## Task requirements
Pick out every line in the items below that contains the string "cabinet" and copy each one.

- - - -

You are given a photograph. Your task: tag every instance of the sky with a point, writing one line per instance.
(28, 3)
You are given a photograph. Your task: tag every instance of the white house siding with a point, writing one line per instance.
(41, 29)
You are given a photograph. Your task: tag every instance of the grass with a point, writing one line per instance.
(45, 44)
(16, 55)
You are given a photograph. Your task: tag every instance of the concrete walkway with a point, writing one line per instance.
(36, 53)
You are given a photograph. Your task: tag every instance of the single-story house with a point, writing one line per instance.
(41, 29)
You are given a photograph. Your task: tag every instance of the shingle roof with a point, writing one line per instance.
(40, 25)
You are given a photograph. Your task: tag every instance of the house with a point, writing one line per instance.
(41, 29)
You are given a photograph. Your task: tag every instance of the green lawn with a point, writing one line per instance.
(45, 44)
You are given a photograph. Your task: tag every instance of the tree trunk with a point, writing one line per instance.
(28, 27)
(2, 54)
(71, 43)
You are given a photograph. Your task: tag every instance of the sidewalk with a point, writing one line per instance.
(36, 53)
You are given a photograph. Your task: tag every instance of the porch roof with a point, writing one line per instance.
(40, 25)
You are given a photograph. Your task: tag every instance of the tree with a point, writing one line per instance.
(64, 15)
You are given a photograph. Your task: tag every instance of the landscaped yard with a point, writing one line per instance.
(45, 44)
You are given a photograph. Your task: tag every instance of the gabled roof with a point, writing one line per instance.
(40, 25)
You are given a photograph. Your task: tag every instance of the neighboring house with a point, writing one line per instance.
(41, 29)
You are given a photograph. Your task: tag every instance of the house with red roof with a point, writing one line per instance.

- - - -

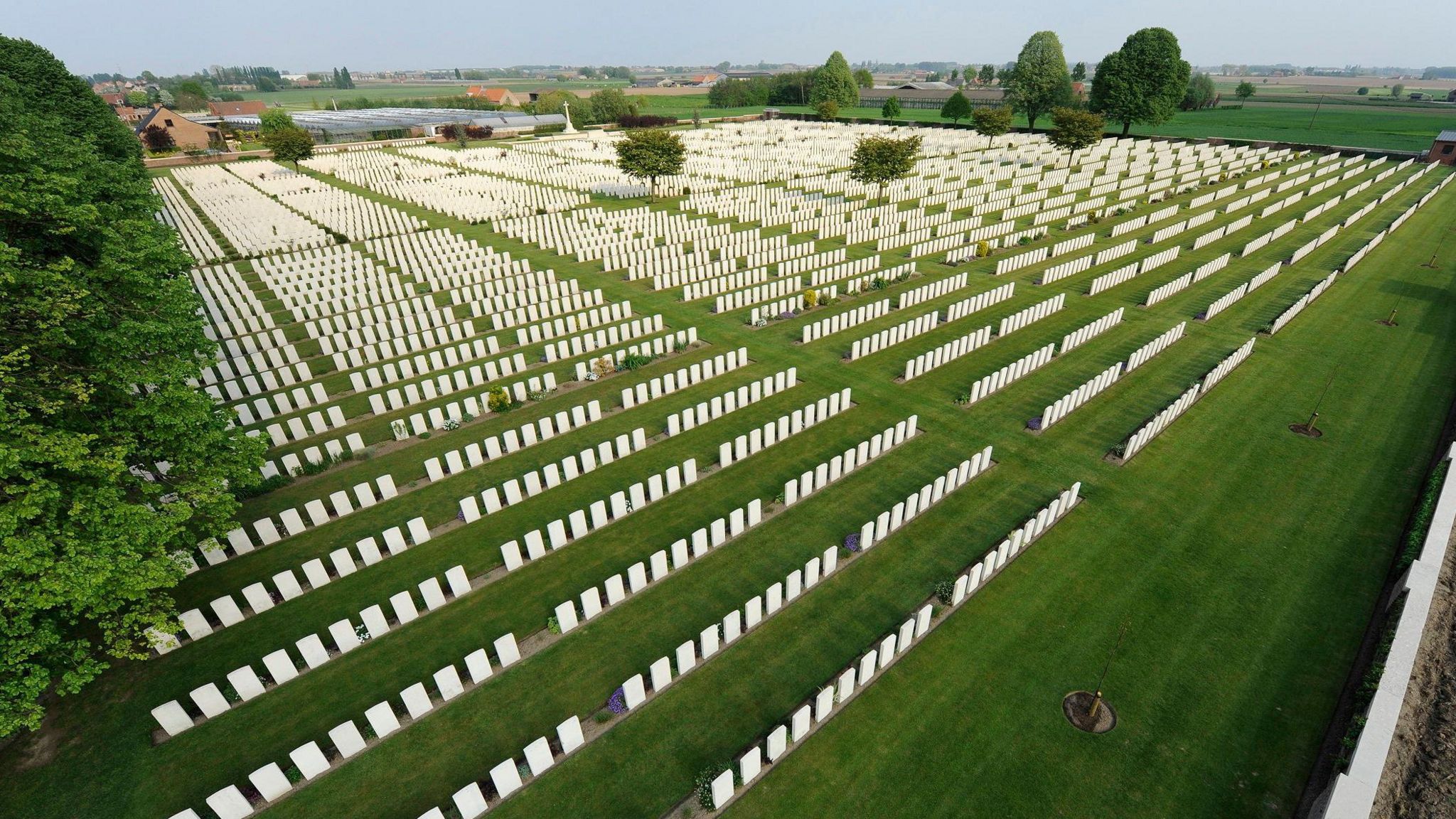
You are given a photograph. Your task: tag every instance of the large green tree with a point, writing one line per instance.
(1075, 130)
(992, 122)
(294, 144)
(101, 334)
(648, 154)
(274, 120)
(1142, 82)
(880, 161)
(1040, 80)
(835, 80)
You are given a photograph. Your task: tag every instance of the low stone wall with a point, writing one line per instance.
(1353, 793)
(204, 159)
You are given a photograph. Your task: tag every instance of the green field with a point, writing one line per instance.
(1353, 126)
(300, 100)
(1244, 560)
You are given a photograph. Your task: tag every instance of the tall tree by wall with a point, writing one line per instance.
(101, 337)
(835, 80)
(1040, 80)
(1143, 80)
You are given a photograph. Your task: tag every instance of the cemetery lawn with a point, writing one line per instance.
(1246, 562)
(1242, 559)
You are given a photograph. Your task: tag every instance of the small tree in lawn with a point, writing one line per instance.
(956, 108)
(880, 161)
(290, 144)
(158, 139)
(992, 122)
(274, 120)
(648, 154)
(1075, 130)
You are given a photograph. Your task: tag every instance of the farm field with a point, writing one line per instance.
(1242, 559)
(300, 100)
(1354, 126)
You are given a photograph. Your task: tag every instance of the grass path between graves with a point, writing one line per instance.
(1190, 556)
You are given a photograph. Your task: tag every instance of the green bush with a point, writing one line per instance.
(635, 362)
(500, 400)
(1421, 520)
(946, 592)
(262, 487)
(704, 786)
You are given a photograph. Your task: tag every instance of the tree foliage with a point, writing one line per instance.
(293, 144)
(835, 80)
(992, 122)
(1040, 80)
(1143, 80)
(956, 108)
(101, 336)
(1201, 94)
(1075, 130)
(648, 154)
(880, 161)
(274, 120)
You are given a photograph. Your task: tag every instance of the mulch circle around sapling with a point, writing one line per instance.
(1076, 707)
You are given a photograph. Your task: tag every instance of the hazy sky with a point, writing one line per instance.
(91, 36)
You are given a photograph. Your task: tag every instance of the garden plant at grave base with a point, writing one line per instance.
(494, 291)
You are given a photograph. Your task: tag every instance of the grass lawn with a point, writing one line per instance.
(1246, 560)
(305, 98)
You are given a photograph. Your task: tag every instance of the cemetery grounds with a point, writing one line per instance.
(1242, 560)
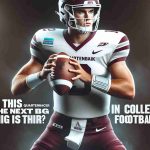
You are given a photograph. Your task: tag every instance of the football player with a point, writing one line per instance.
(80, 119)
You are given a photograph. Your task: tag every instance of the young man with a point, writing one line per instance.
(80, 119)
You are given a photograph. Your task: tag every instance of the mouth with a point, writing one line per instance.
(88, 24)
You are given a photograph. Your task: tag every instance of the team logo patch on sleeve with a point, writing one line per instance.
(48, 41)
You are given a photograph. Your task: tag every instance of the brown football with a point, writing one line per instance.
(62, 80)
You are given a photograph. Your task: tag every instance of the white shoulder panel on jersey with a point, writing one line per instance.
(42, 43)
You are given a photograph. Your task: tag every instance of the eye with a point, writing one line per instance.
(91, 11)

- - - -

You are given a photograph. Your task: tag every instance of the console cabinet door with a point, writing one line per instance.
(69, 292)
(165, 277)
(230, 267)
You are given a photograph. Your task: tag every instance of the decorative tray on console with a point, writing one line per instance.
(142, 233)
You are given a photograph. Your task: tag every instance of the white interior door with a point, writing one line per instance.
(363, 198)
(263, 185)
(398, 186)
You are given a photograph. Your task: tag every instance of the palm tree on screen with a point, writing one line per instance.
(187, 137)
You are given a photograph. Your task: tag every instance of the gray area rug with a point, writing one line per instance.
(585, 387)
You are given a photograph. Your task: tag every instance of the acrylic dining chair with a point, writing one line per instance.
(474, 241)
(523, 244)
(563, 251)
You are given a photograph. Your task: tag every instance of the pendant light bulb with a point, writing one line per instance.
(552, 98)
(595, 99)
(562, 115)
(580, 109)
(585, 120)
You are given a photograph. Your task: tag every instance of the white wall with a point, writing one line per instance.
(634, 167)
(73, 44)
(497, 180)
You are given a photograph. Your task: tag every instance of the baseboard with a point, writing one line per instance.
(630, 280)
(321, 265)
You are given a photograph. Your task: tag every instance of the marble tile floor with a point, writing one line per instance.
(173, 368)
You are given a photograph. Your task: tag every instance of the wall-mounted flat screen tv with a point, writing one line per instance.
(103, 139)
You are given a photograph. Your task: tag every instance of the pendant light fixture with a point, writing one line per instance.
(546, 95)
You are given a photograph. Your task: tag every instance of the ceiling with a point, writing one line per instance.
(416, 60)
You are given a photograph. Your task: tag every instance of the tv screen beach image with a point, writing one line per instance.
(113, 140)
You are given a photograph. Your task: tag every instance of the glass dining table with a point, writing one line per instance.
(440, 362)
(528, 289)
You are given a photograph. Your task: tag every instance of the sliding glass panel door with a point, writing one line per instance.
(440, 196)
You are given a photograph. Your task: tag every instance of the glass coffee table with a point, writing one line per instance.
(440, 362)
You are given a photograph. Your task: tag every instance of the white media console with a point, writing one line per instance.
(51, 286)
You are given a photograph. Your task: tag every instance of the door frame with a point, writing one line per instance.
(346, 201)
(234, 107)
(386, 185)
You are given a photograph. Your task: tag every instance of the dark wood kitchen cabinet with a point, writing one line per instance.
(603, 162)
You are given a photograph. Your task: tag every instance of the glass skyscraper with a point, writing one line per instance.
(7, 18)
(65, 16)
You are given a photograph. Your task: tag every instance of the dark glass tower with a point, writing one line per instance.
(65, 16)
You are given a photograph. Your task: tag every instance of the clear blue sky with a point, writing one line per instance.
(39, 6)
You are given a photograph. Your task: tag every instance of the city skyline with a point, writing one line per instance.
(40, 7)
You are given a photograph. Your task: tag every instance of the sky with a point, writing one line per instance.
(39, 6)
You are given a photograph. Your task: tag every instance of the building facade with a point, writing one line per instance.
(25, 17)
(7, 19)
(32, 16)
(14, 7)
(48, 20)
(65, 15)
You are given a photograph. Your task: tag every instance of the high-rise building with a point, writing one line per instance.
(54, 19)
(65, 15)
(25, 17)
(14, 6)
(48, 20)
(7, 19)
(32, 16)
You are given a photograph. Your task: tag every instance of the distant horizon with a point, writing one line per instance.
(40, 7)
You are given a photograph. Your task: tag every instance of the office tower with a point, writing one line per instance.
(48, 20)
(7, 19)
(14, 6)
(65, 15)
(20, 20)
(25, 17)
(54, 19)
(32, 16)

- - - -

## Answer to this task
You are given a photograph. Your task: tag every instance of the console cabinet door with a point, writing one line per instance.
You are given a photograph. Your task: tag every instance of the dark wood kitchen cabinet with a point, writing one line per instance.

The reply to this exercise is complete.